SOURCE TEXT ::

— begin —

And I did some writing this year- finishing up short stories (thanks to all who read them and liked them, once again, holy shit) and trying to start something larger. The year started with that independent contract, and yeah, that went well.

The film class that followed- There was that festival, which I dreaded, and very rarely saw anything good- aside from 3-Iron- but being in Seattle, you know, peers and friendships and whatnot- that was the feeling it, that was the thing I was in.

So much more in it, feeling it, when basically homeless and relying on a stranger's kindness, and walking around a landscape rather than inside.

Inside is, as ever, the goddamn internet, which aside from music stealing, is the bad kind of distraction.

But let me tell you a conversation I had. I argued on behalf of irony- not the "look at my mustache, it is one generally seen on one with less education than I possess," but the good kind. It's the kind of argument where- I don't want to be seen as one of the mustache kids, but I do want to be seen as one of the funny kids, and I don't want to be an over-earnest emo asshole. And there was talk about how irony was basically killing society, getting in the way of honest expression, and I made an argument which was mostly ignored.

Basically- the way I use irony/humor, it's not a distancing technique. It's basically- if conversation is an art, than humor is a metaphor, a lens. What Charlie Kaufman does in Eternal Sunshine Of The Spotless Mind, is dressing stuff up in this sci-fi clothing, to get at what he means, because it can't be done in a more direct way. And in conversation- there's no science fiction there. There's just jokes, but... If it's not quite the same thing, it's damn close.

And from a literary or creative perspective- the line between deadpan absurdism and magic realism is mostly one of intent, not so much a distinction of technique, a conclusion I came to watching that episode of Stella where they start a farm in the floorboards of their apartment. And deadpan absurdism is fucking hilarious, and magic realism is awesome. I could further make the argument that the personality equivalent of magic realism is basically being dedicated to awesomeness.

(Oh, you know what was great, this year- Getting into the Best Show On WFMU. I might have heard the Timmy Von Trimble bit before, and some other stuff, but this year I actually dove into the archives and the whole bit.)

— end —

DATASET CONTENT ::
— begin —

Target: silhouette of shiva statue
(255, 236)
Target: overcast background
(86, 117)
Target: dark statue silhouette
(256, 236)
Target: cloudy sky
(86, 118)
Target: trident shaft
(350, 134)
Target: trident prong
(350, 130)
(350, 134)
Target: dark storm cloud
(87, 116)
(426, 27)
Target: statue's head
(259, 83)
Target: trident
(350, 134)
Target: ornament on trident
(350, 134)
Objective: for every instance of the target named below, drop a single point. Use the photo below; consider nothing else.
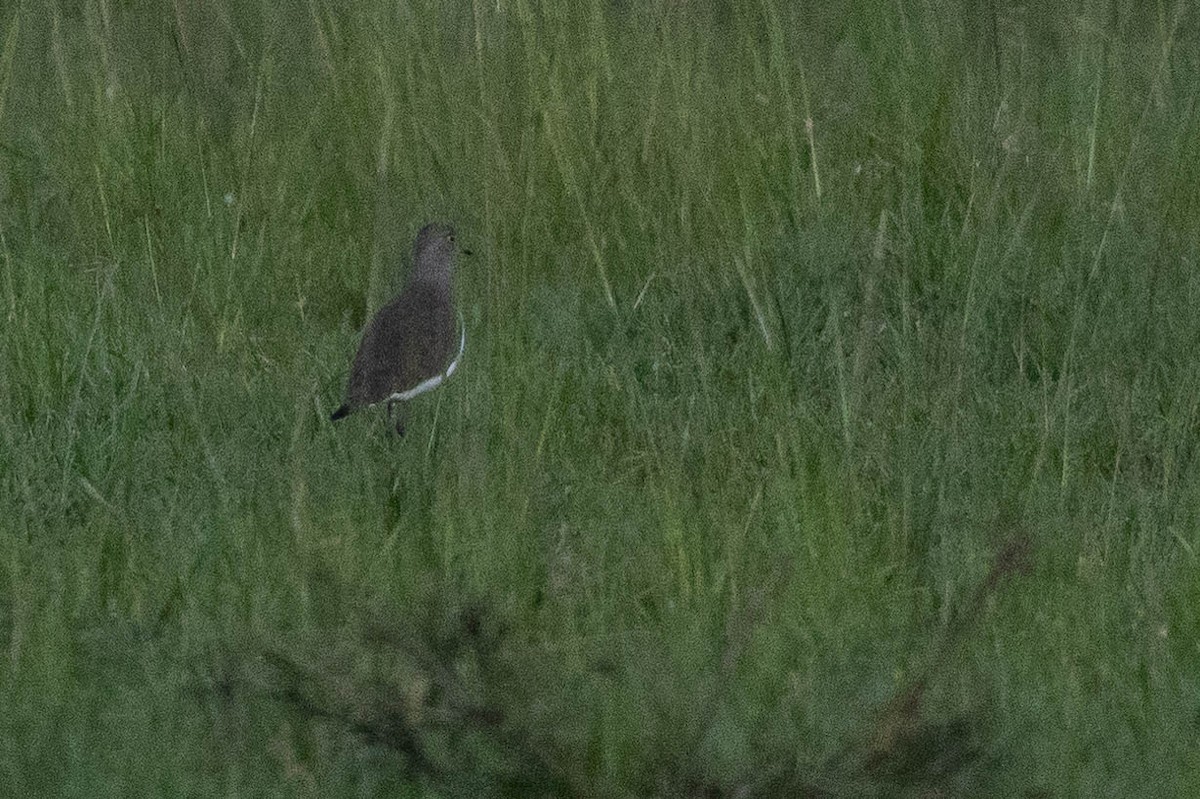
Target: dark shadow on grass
(455, 695)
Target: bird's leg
(400, 416)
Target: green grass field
(827, 425)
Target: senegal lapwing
(411, 346)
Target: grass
(827, 425)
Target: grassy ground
(827, 424)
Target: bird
(408, 348)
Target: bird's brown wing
(408, 341)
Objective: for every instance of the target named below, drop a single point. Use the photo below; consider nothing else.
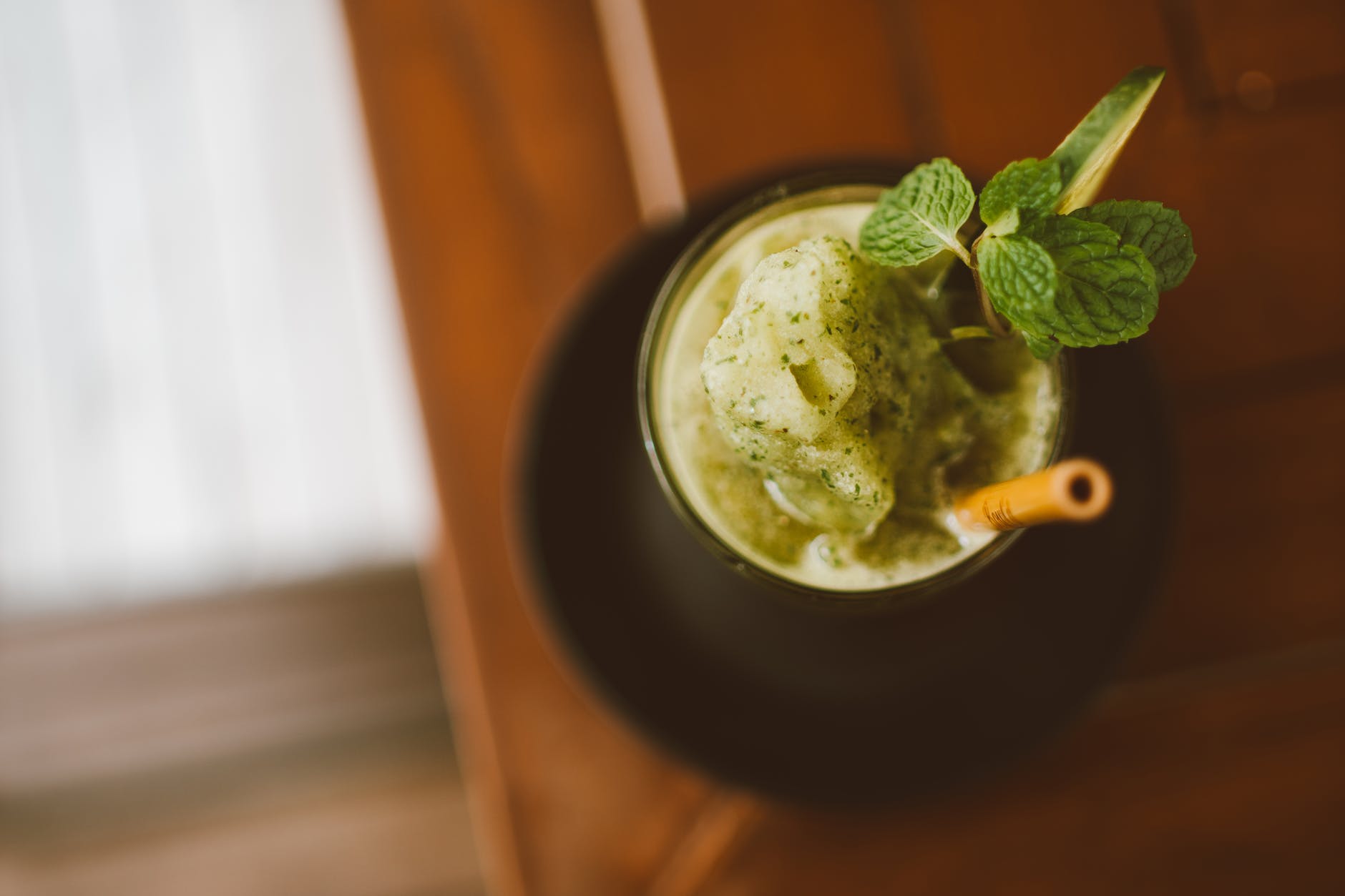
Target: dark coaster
(805, 701)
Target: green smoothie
(811, 412)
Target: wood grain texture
(736, 109)
(1181, 786)
(493, 129)
(504, 183)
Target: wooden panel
(1253, 297)
(1302, 44)
(1012, 81)
(1224, 784)
(504, 183)
(760, 85)
(1258, 560)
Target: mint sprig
(920, 217)
(1155, 230)
(1028, 187)
(1090, 277)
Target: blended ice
(814, 419)
(818, 377)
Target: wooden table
(1216, 763)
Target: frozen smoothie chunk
(801, 372)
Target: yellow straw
(1074, 490)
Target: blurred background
(273, 276)
(215, 671)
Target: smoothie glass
(840, 197)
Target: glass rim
(652, 337)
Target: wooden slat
(760, 85)
(1223, 784)
(504, 184)
(1301, 45)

— end —

SET TASKS ::
(1) List every film or show that the reflection on the past year mentions by title.
(2) Go on with the reflection on the past year, starting after its final sentence.
The listing comes from a different source than the text above it.

RESULTS BY TASK ::
(1) 3-Iron, Eternal Sunshine Of The Spotless Mind, Stella, the Best Show On WFMU

(2)
(I feel the need to clarify that when I talk about magic realism so fucking much, I'm not talking particularly about Marquez- who I first read this year!- because I'm not the biggest fan of his and I wish he'd push the weirdness/magic further- but rather, other people who I associate with creating good art.)

And a dedication to awesomeness, you know, that's the thing to strive for. That's my aim.

I hope I ring in the new year something fierce. I've never done that, and that's probably not going to change this year. Being home for the holidays... Bleh. Fine for Christmas, but for New Years, I find it antithetical to what I want.

Monday, December 12, 2005

A brief flash of insight:

There are, at the core of my personality, maybe two warring impulses, two perhaps incompatible parts. Parts that, if isolated into other individuals, I would find insufferable due to the other part within myself.

There's some kind of sweetness, which I hate to attribute to myself, as it seems so simple, but I mean: I do try to be a good person. And I mostly succeed.

But then there's the fuck-it-all-anyway aspect, the cynicism, that manifests itself in stuff which is, I guess, perhaps innately destructive. Although as I write this now, I guess I doubt that part.

But anyway, warring impulses, same person.

What's weird is that I guess this can be found in children, albeit in a different form. The cynicism isn't there, and the destruction and malevolence comes out of the same innocence that I tend to associate with the whole trying to be a good person.

Maybe it's the self-awareness that leads to the isolation of these parts, but the nature of those human roots that make them impossible to get away from? I don't know, I didn't start writing with a thesis in mind.

But as I started typing this I started to think that maybe it this reason that makes noise pop the best music ever. Or, obviously, the best art is going to have to address both these aspects, but noise pop does it at a basic level of sound, rather than just lyrics? Or it gets back to childhood, by putting the sweetness of melody and the destruction of force right up against each other as something pure.

Contained here is basically the root of an essay I will probably never write about My Bloody Valentine- the sweetness of the melody of romance, combined with this content of sex and lust, reflected in a sound that, in all its powers, has the rhythms of fucking in it, the catharsis of orgasm, and sounds like the inside of the womb, with the sound of male/female harmonies as pure as children. This is a pretentious way of pointing it, but it'd work itself out, I think, as a longer essay.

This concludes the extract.